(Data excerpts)
[Start of Attachment]

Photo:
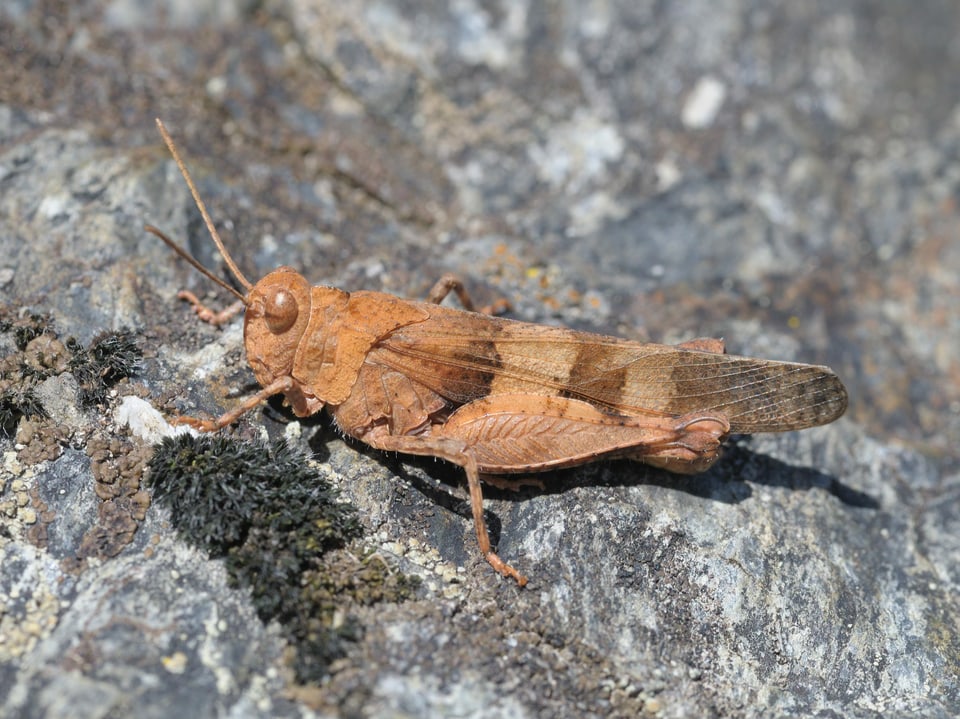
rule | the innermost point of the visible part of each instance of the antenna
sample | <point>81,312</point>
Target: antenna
<point>206,218</point>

[End of Attachment]

Nothing but the records, repeated exactly and stripped of pictures, should appear in the answer.

Photo:
rule | the innermost point of the visible part of each instance of the antenna
sample | <point>81,312</point>
Target: antenna
<point>206,218</point>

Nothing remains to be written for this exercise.